## Given task
Recast every line of the records below as a Markdown table with the columns Number and Entry, giving each line its own numbered row and skipping blank lines.

## Data for the task
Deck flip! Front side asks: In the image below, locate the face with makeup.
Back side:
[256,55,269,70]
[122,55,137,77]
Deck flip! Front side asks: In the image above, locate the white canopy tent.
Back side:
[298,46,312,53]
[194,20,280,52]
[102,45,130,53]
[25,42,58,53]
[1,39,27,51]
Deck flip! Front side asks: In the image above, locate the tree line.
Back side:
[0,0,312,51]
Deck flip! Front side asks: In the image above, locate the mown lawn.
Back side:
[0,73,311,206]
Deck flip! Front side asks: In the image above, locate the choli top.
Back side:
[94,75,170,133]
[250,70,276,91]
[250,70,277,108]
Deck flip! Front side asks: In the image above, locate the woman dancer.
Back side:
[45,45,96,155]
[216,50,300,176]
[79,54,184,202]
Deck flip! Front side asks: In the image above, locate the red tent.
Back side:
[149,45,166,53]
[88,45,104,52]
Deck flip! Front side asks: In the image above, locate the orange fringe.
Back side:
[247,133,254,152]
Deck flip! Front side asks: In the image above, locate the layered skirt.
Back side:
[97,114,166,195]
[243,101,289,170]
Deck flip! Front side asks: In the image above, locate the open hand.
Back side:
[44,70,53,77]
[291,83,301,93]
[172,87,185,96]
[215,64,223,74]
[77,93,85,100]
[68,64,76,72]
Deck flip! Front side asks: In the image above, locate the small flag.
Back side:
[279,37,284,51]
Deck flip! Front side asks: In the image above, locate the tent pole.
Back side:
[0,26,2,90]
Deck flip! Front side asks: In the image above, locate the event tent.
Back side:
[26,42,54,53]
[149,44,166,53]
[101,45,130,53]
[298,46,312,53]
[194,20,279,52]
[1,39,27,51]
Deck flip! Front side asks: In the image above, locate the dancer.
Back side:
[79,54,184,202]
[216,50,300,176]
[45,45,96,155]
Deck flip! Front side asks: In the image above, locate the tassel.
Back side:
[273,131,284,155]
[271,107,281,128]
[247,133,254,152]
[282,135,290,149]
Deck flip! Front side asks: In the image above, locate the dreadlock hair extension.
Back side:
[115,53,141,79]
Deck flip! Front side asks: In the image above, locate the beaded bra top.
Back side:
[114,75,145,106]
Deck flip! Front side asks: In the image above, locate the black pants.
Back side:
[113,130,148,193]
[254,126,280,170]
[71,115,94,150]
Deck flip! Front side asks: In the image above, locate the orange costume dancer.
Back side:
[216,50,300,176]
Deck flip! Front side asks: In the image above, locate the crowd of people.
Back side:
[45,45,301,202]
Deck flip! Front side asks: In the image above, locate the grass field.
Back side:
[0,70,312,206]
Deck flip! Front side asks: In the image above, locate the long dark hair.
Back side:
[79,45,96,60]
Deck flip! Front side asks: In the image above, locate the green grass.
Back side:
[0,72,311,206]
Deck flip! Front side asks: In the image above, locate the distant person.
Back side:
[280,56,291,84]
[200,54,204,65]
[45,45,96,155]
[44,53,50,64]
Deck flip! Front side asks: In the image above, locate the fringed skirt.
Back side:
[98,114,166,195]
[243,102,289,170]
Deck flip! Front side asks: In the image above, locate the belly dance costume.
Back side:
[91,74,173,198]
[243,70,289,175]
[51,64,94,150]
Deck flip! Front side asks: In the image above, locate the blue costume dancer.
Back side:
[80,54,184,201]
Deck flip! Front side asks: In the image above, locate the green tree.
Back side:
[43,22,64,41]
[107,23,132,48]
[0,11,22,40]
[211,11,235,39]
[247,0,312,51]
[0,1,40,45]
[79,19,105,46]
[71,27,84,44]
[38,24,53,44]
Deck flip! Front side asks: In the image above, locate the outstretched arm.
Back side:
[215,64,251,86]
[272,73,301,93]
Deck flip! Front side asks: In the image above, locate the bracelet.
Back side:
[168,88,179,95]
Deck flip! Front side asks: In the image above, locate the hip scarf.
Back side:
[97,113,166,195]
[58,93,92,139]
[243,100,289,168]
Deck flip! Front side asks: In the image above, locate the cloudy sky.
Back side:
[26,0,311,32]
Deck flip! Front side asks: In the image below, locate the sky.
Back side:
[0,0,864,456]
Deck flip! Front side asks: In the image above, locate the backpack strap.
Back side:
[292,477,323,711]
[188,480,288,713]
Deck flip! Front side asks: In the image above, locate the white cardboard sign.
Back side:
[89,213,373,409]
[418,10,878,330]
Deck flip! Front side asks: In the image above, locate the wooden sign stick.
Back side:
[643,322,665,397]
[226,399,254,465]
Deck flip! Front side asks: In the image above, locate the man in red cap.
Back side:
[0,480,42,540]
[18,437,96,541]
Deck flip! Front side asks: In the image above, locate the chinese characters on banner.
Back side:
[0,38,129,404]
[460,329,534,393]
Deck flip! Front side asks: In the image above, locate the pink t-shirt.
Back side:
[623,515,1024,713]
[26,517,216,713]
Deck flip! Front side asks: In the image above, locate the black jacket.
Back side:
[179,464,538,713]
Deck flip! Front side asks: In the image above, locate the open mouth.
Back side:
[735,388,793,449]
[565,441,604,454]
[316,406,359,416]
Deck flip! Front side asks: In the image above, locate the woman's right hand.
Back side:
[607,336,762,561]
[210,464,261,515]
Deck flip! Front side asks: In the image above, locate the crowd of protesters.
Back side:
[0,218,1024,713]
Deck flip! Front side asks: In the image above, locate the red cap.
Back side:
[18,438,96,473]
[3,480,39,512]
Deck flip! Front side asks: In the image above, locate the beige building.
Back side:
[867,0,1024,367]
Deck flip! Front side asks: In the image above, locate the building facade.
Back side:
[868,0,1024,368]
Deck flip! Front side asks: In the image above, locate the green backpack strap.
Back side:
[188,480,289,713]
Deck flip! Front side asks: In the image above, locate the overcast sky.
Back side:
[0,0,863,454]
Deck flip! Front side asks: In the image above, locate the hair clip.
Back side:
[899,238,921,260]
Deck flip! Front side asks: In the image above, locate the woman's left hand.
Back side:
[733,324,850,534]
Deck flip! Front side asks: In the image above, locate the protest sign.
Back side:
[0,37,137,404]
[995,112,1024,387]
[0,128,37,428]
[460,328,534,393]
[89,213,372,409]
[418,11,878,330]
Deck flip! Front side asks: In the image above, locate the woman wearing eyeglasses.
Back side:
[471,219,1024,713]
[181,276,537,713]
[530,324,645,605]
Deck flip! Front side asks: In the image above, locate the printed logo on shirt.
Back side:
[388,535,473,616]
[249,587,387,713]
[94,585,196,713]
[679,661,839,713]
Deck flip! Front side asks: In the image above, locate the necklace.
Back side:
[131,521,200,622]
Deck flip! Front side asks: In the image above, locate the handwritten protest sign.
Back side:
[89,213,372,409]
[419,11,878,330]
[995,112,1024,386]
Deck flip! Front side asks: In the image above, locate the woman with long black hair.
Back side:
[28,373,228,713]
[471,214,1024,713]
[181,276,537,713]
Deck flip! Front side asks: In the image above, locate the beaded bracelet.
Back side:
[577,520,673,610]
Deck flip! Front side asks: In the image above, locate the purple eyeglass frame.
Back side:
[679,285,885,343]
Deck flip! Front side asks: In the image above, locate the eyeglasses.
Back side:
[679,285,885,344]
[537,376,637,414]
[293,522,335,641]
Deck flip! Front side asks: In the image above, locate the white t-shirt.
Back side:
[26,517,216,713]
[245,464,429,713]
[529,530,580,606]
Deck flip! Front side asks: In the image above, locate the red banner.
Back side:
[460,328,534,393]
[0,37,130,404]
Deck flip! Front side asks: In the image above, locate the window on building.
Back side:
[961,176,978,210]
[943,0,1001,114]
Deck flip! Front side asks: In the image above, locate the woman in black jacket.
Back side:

## Solution below
| Number | Entry |
|---|---|
| 1 | Deck flip! Front side asks: In the image below, locate the face with makeup. |
| 2 | Back side: |
| 3 | [256,55,269,70] |
| 4 | [122,55,137,77] |
| 5 | Deck flip! Front side asks: In the image above, locate the white canopy tent. |
| 6 | Back side: |
| 7 | [298,46,312,53] |
| 8 | [194,20,280,52] |
| 9 | [102,45,130,53] |
| 10 | [25,42,58,53] |
| 11 | [1,39,27,51] |
| 12 | Deck flip! Front side asks: In the image above, locate the tree line. |
| 13 | Back side: |
| 14 | [0,0,312,51] |
| 15 | Deck flip! Front side asks: In the image above, locate the mown lawn. |
| 16 | Back side: |
| 17 | [0,73,311,206] |
| 18 | Deck flip! Front side asks: In the image above, locate the choli top. |
| 19 | Back side: |
| 20 | [94,75,170,133] |
| 21 | [250,70,276,91] |
| 22 | [250,70,277,108] |
| 23 | Deck flip! Front side asks: In the image above, locate the woman dancer. |
| 24 | Back side: |
| 25 | [45,45,96,155] |
| 26 | [216,50,300,176] |
| 27 | [79,54,184,202] |
| 28 | Deck flip! Front side asks: In the image above, locate the red tent. |
| 29 | Back side: |
| 30 | [149,45,166,53] |
| 31 | [88,45,104,52] |
| 32 | Deck flip! Front side asks: In the image above, locate the orange fringe. |
| 33 | Back side: |
| 34 | [247,133,254,152] |
| 35 | Deck flip! Front side asks: In the image above, locate the layered skirt. |
| 36 | Back side: |
| 37 | [97,114,166,195] |
| 38 | [243,101,289,170] |
| 39 | Deck flip! Front side asks: In the image above, locate the open hand. |
| 40 | Back side: |
| 41 | [44,70,53,77] |
| 42 | [291,83,301,93] |
| 43 | [172,87,185,96] |
| 44 | [215,64,223,74] |
| 45 | [77,93,85,100] |
| 46 | [68,64,76,72] |
| 47 | Deck flip! Front side asks: In the image above, locate the small flag. |
| 48 | Back side: |
| 49 | [279,37,284,51] |
| 50 | Deck flip! Front side asks: In the image above, locate the tent pole. |
| 51 | Back side: |
| 52 | [0,26,2,90] |
| 53 | Deck flip! Front side asks: In the image above, locate the event tent. |
| 54 | Back side: |
| 55 | [26,42,54,53] |
| 56 | [149,44,166,53] |
| 57 | [101,45,130,53] |
| 58 | [298,46,312,53] |
| 59 | [194,20,279,52] |
| 60 | [1,39,27,51] |
| 61 | Deck flip! Front side asks: In the image above, locate the dancer. |
| 62 | Back side: |
| 63 | [79,54,184,202] |
| 64 | [216,50,300,176] |
| 65 | [45,45,96,155] |
| 66 | Deck flip! Front side asks: In the image above, locate the tassel. |
| 67 | Back side: |
| 68 | [273,131,284,155] |
| 69 | [271,107,281,128] |
| 70 | [247,133,254,152] |
| 71 | [282,135,290,149] |
| 72 | Deck flip! Front side asks: In the image above, locate the dreadlock hair extension. |
| 73 | Back side: |
| 74 | [115,53,141,79] |
| 75 | Deck flip! Front side asks: In the image above, locate the beaded bra top. |
| 76 | Back side: |
| 77 | [114,75,145,106] |
| 78 | Deck flip! Front side asks: In the image above, locate the black pants. |
| 79 | Back side: |
| 80 | [113,130,148,193] |
| 81 | [254,126,280,170] |
| 82 | [71,115,94,150] |
| 83 | Deck flip! Front side asks: In the image above, locate the orange costume dancer. |
| 84 | Back side: |
| 85 | [216,50,300,176] |
| 86 | Deck flip! Front side asks: In the image above, locate the crowd of people. |
| 87 | Back side: |
| 88 | [45,45,301,202] |
| 89 | Deck flip! Front side asks: In the image above, locate the grass field. |
| 90 | Back side: |
| 91 | [0,70,312,206] |
| 92 | Deck flip! Front side asks: In the image above, locate the long dark hair. |
| 93 | Back side: |
| 94 | [79,45,96,60] |
| 95 | Deck flip! Front side asks: In the image above, locate the green grass. |
| 96 | Back side: |
| 97 | [0,72,311,206] |
| 98 | Deck flip! Front side asks: In the image above, locate the distant person. |
| 99 | Back side: |
| 100 | [280,56,291,84] |
| 101 | [200,54,204,65] |
| 102 | [45,45,96,155] |
| 103 | [44,53,50,64] |
| 104 | Deck flip! Front side asks: In the image above, locate the fringed skirt. |
| 105 | Back side: |
| 106 | [98,114,166,195] |
| 107 | [243,102,289,170] |
| 108 | Deck flip! Front side asks: In the image above, locate the belly dance costume. |
| 109 | Back side: |
| 110 | [91,74,173,198] |
| 111 | [243,70,289,175] |
| 112 | [51,64,94,150] |
| 113 | Deck flip! Front side asks: In the image above, locate the blue costume dancer. |
| 114 | Back side: |
| 115 | [80,54,184,201] |
| 116 | Deck flip! Front side asks: In the image above, locate the green tree. |
| 117 | Back side: |
| 118 | [43,22,64,41] |
| 119 | [107,23,132,48] |
| 120 | [0,11,22,40] |
| 121 | [211,11,235,39] |
| 122 | [247,0,312,51] |
| 123 | [0,1,40,45] |
| 124 | [79,19,105,46] |
| 125 | [71,27,84,44] |
| 126 | [38,24,53,44] |
| 127 | Deck flip! Front side asks: In the image above, locate the outstretched arm. |
| 128 | Back side: |
| 129 | [215,64,251,86] |
| 130 | [272,73,301,93] |
| 131 | Deck flip! Front side asks: In the image above, locate the bracelet. |
| 132 | Back side: |
| 133 | [168,88,179,95] |
| 134 | Deck flip! Front side asks: In the image above, locate the hip scarf. |
| 135 | Back side: |
| 136 | [97,113,166,195] |
| 137 | [58,93,92,139] |
| 138 | [243,100,289,168] |
| 139 | Deck flip! Front side asks: In the image above, locate the cloudy sky. |
| 140 | Back side: |
| 141 | [26,0,311,32] |
| 142 | Deck flip! Front side asks: In the image below, locate the sky. |
| 143 | Back side: |
| 144 | [0,0,864,456] |
| 145 | Deck flip! Front side asks: In the image above, locate the backpack strap. |
| 146 | Back side: |
| 147 | [292,477,323,711] |
| 148 | [188,480,288,713] |
| 149 | Deck flip! Front side asks: In the image above, locate the white cardboard sign. |
| 150 | Back side: |
| 151 | [89,213,373,409] |
| 152 | [418,10,878,330] |
| 153 | Deck flip! Front side asks: In the image above, locate the wooden sign stick. |
| 154 | Back side: |
| 155 | [643,322,665,397] |
| 156 | [226,399,254,465] |
| 157 | Deck flip! Front side asks: In the image above, locate the man in red cap. |
| 158 | Back side: |
| 159 | [0,480,42,540] |
| 160 | [18,437,96,541] |
| 161 | Deck flip! Front side asks: In the image above, locate the chinese characters on banner. |
| 162 | Back side: |
| 163 | [0,38,129,404] |
| 164 | [460,329,534,393] |
| 165 | Deck flip! Front side asks: In the image above, locate the pink t-shirt. |
| 166 | Back side: |
| 167 | [623,515,1024,713] |
| 168 | [26,517,216,713] |
| 169 | Deck flip! Front side asks: In the image above, locate the black jacket. |
| 170 | Back side: |
| 171 | [179,464,538,713] |
| 172 | Deck flip! Front side asks: In the image above, locate the open mouth. |
| 173 | Back side: |
| 174 | [735,388,793,449] |
| 175 | [565,441,604,454] |
| 176 | [316,406,359,416] |
| 177 | Deck flip! Front side asks: In the image above, locate the woman's right hand. |
| 178 | Back side: |
| 179 | [607,336,762,561] |
| 180 | [210,464,261,515] |
| 181 | Deck flip! Front side asks: In the image above, locate the crowd of protesters. |
| 182 | Back side: |
| 183 | [0,218,1024,713] |
| 184 | Deck flip! Front side asks: In the image above, locate the red cap. |
| 185 | Back side: |
| 186 | [18,438,96,473] |
| 187 | [3,480,39,512] |
| 188 | Deck flip! Front side asks: In the image above, locate the beige building. |
| 189 | Back side: |
| 190 | [867,0,1024,367] |
| 191 | Deck flip! Front side asks: In the image above, locate the building facade. |
| 192 | Back side: |
| 193 | [868,0,1024,368] |
| 194 | Deck flip! Front side asks: In the image above, locate the green backpack strap. |
| 195 | Back side: |
| 196 | [188,480,289,713] |
| 197 | Deck flip! Front side asks: In the image above, locate the overcast sky. |
| 198 | Back side: |
| 199 | [0,0,863,454] |
| 200 | Deck flip! Front side asks: In the image above, locate the hair clip. |
| 201 | Back side: |
| 202 | [899,238,921,260] |
| 203 | Deck flip! Front side asks: In the image above, locate the woman's left hand. |
| 204 | Back side: |
| 205 | [733,324,850,534] |
| 206 | Deck flip! Front side asks: In the image above, locate the protest sign. |
| 207 | Back side: |
| 208 | [0,37,137,404] |
| 209 | [995,112,1024,387] |
| 210 | [0,128,37,428] |
| 211 | [460,328,534,393] |
| 212 | [89,213,372,409] |
| 213 | [418,11,878,330] |
| 214 | Deck flip! Front side asks: In the image above, locate the woman wearing eyeglasses. |
| 215 | Back side: |
| 216 | [471,219,1024,713] |
| 217 | [181,276,537,713] |
| 218 | [530,324,645,605] |
| 219 | Deck flip! Front side asks: In the image above, locate the printed logo on shirt. |
| 220 | Back side: |
| 221 | [388,535,473,616] |
| 222 | [249,587,387,713] |
| 223 | [94,585,196,713] |
| 224 | [679,661,839,713] |
| 225 | Deck flip! Front side asks: In the image above, locate the necklace. |
| 226 | Back side: |
| 227 | [131,521,200,622] |
| 228 | Deck flip! Front side asks: In the image above, locate the handwritten protest sign. |
| 229 | Back side: |
| 230 | [89,213,372,409] |
| 231 | [419,11,878,330] |
| 232 | [995,112,1024,386] |
| 233 | Deck flip! Front side asks: In the image above, locate the woman with long black hair. |
| 234 | Back side: |
| 235 | [28,373,228,713] |
| 236 | [471,214,1024,713] |
| 237 | [181,276,537,713] |
| 238 | Deck flip! Front side asks: In the image above, locate the beaded bracelet. |
| 239 | Back side: |
| 240 | [577,520,673,610] |
| 241 | Deck flip! Front side asks: In the image above, locate the purple eyeglass frame. |
| 242 | Back side: |
| 243 | [679,285,885,343] |
| 244 | Deck flip! Front side asks: In the image above, locate the eyeglasses. |
| 245 | Back side: |
| 246 | [679,285,885,344] |
| 247 | [537,376,637,414] |
| 248 | [293,522,335,641] |
| 249 | Deck flip! Front side asks: In the image above, locate the white t-shirt. |
| 250 | Back side: |
| 251 | [26,517,216,713] |
| 252 | [245,464,429,713] |
| 253 | [529,530,580,606] |
| 254 | Deck flip! Front side asks: In the image above, locate the red banner. |
| 255 | Back side: |
| 256 | [460,328,534,393] |
| 257 | [0,37,130,404] |
| 258 | Deck flip! Front side asks: In the image above, locate the window on building. |
| 259 | Back side: |
| 260 | [961,176,978,210] |
| 261 | [943,0,1001,114] |
| 262 | Deck flip! Front side asks: In the image above, locate the woman in black jacket. |
| 263 | Back side: |